#### Stated problem
Recast the part of the data that opens with the line containing "request: trace the outline of every instance of the road" and closes with the line containing "target: road marking line" as a Markdown table with the columns Row and Line, one row per line and blank lines left out. Include only those lines.

#### Extracted material
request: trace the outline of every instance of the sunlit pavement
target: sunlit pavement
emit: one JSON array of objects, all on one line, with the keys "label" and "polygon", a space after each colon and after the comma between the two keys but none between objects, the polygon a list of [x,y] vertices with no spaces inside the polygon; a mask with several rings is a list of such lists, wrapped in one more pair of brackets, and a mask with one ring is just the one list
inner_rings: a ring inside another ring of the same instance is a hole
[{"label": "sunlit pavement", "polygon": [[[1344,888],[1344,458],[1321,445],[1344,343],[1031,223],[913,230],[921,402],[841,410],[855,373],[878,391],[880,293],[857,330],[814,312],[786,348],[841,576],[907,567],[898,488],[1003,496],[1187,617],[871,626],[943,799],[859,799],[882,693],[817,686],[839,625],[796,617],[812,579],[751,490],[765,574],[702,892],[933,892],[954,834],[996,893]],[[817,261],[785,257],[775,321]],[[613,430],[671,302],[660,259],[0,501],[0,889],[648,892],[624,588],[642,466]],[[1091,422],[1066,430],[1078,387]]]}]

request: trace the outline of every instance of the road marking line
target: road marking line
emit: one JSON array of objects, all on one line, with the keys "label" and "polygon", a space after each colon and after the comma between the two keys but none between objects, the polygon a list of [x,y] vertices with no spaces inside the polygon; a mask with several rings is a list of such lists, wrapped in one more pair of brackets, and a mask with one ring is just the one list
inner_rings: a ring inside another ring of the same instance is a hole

...

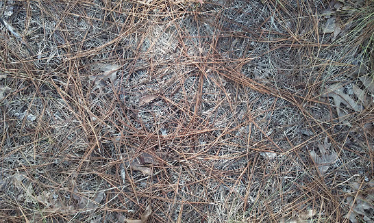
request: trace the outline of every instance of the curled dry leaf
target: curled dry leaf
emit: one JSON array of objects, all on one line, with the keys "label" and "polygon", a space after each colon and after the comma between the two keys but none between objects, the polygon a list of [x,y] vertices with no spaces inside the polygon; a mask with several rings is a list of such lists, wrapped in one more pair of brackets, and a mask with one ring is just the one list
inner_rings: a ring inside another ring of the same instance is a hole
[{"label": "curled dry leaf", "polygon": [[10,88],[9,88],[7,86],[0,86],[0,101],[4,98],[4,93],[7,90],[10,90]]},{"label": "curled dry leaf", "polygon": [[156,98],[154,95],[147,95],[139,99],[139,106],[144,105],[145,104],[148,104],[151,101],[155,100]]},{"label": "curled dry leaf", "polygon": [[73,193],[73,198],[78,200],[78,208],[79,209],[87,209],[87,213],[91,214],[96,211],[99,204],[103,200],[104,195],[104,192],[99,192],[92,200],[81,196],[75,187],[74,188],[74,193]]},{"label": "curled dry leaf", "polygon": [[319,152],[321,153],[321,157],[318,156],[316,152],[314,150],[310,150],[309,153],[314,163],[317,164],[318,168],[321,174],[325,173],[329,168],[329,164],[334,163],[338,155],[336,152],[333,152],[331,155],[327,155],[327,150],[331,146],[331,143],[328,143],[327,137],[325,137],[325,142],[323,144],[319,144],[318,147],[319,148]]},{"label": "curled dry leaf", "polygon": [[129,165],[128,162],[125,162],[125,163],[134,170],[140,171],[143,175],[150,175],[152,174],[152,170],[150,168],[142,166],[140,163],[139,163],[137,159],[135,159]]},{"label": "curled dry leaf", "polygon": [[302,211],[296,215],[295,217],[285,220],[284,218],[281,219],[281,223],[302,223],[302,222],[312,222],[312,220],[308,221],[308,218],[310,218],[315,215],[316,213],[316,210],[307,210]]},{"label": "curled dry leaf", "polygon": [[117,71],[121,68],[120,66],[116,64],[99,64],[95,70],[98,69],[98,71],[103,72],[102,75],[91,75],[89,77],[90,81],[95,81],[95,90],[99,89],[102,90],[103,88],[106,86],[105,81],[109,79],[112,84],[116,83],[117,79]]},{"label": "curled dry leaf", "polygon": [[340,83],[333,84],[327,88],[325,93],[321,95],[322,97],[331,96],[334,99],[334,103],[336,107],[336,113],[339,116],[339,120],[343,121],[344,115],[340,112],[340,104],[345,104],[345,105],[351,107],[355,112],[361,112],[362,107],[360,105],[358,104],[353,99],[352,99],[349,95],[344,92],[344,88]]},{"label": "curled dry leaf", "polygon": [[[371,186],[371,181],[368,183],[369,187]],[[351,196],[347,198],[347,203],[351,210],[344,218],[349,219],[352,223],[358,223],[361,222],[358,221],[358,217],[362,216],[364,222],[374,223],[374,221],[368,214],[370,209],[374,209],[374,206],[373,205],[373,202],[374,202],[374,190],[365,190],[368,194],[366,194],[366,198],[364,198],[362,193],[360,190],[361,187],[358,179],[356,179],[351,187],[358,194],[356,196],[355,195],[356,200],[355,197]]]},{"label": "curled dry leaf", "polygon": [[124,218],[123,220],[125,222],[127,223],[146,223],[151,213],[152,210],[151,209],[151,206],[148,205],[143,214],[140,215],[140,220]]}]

#### Answer in full
| Row | Line |
|---|---|
| 1 | request: trace the outline of every instance of the road marking line |
| 2 | target: road marking line |